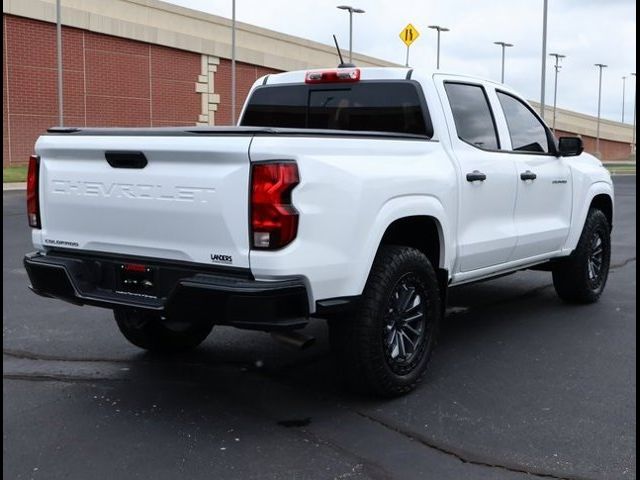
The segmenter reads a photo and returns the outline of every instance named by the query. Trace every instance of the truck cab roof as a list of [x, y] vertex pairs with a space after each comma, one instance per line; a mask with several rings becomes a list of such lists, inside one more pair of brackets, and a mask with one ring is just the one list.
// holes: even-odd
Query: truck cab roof
[[404, 80], [413, 78], [414, 75], [422, 78], [429, 78], [434, 75], [446, 75], [463, 77], [469, 80], [490, 82], [498, 84], [494, 80], [468, 75], [461, 72], [447, 72], [441, 70], [433, 70], [429, 68], [411, 68], [411, 67], [347, 67], [344, 69], [338, 69], [337, 67], [320, 67], [308, 70], [295, 70], [292, 72], [282, 72], [266, 75], [259, 79], [256, 83], [262, 85], [281, 85], [291, 83], [304, 83], [305, 77], [309, 72], [322, 72], [322, 71], [338, 71], [338, 70], [350, 70], [358, 69], [360, 71], [360, 80]]

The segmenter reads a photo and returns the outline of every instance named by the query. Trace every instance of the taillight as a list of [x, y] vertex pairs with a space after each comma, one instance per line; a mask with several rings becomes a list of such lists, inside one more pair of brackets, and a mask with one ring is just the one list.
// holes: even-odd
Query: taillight
[[351, 83], [360, 80], [359, 68], [339, 68], [337, 70], [315, 70], [307, 72], [305, 83]]
[[29, 226], [33, 228], [40, 228], [39, 177], [40, 157], [31, 155], [29, 158], [29, 170], [27, 171], [27, 217]]
[[251, 244], [282, 248], [296, 238], [298, 212], [291, 191], [300, 183], [294, 162], [255, 163], [251, 171]]

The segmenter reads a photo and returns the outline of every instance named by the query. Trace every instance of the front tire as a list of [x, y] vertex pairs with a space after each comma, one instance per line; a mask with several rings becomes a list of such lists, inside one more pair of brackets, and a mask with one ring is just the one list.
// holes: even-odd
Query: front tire
[[609, 276], [611, 227], [606, 215], [591, 209], [573, 253], [553, 268], [553, 286], [570, 303], [597, 302]]
[[347, 386], [387, 397], [412, 391], [435, 345], [440, 302], [436, 273], [422, 252], [381, 246], [353, 316], [329, 323]]
[[114, 310], [118, 328], [133, 345], [157, 353], [194, 349], [211, 333], [213, 323], [171, 322], [159, 314], [137, 310]]

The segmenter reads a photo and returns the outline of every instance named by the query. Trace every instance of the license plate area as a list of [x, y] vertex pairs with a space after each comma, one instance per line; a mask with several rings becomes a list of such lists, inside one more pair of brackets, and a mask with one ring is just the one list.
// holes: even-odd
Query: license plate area
[[157, 297], [157, 269], [141, 263], [122, 263], [117, 268], [116, 293]]

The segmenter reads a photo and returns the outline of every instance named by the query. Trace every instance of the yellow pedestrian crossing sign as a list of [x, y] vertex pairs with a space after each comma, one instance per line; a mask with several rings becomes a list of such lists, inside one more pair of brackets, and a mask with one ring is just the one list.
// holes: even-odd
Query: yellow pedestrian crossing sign
[[420, 32], [418, 32], [418, 30], [416, 30], [416, 27], [411, 24], [408, 24], [400, 32], [400, 40], [402, 40], [407, 47], [415, 42], [419, 36]]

#####

**What this task involves**: Apart from its pictures, the material above should be repeated exactly.

**Answer for this exercise**:
The segmenter reads a photo and returns the outline of every instance named by the query. Trace every instance of the truck cab roof as a list of [x, y] vertex pairs with a space after each comma, one instance per line; a mask with several rings becomes a list of such lists, inside one more pair of brackets, and a mask with one ring is just the one list.
// holes: even-odd
Query: truck cab roof
[[404, 80], [413, 78], [414, 75], [422, 78], [429, 78], [434, 75], [446, 75], [463, 77], [469, 80], [490, 82], [498, 84], [494, 80], [468, 75], [461, 72], [447, 72], [441, 70], [433, 70], [429, 68], [411, 68], [411, 67], [347, 67], [344, 69], [338, 69], [337, 67], [320, 67], [308, 70], [295, 70], [292, 72], [282, 72], [266, 75], [259, 79], [256, 83], [262, 85], [281, 85], [291, 83], [304, 83], [305, 77], [309, 72], [322, 72], [322, 71], [338, 71], [338, 70], [350, 70], [358, 69], [360, 71], [360, 80]]

The segmenter reads a photo and returns the outline of every instance named by the query. Trace every instance of the taillight as a list of [x, y] vertex pairs with a space after each comma, one instance per line; a mask with several rings becomes a list of such lists, inside one more pair of brackets, and a mask with one ring is just the one list.
// holes: even-odd
Query: taillight
[[351, 83], [360, 80], [359, 68], [339, 68], [337, 70], [315, 70], [307, 72], [305, 83]]
[[29, 226], [33, 228], [40, 228], [39, 177], [40, 157], [31, 155], [29, 158], [29, 170], [27, 171], [27, 217]]
[[251, 244], [282, 248], [296, 238], [298, 212], [291, 191], [300, 183], [294, 162], [255, 163], [251, 171]]

The segmenter reads a photo and returns the outline of every instance named by the query. Trace every instance of the front tire as a list of [x, y] vertex pairs with a space after each comma, one instance per line; a mask with several rings becomes a list of such lists, inside one more pair of brackets, and a mask with one ring is just the one list.
// holes: even-odd
Query: front tire
[[609, 276], [611, 227], [606, 215], [591, 209], [573, 253], [553, 268], [553, 286], [570, 303], [597, 302]]
[[347, 386], [387, 397], [412, 391], [435, 345], [440, 302], [436, 273], [422, 252], [381, 246], [353, 316], [329, 323]]
[[114, 310], [118, 328], [133, 345], [157, 353], [194, 349], [211, 333], [213, 323], [171, 322], [159, 314], [137, 310]]

The segmenter reads a photo and returns the outline of every instance named by the query. Trace every instance of the license plate area as a list of [x, y] vertex pairs with a space after each comma, one instance per line; a mask with several rings becomes a list of such lists, inside one more pair of brackets, and a mask with one ring is just the one list.
// holes: even-odd
Query: license plate area
[[157, 297], [157, 269], [141, 263], [122, 263], [117, 268], [116, 293]]

The segmenter reads a photo and returns the outline of every instance named by the query. Trace every instance of the yellow pedestrian crossing sign as a list of [x, y] vertex pairs with a space after each comma, one instance per line; a mask with several rings becomes a list of such lists, inside one more pair of brackets, and a mask with one ring is just the one list.
// holes: even-odd
Query: yellow pedestrian crossing sign
[[420, 32], [418, 32], [418, 30], [416, 30], [416, 27], [411, 24], [408, 24], [400, 32], [400, 40], [402, 40], [407, 47], [415, 42], [419, 36]]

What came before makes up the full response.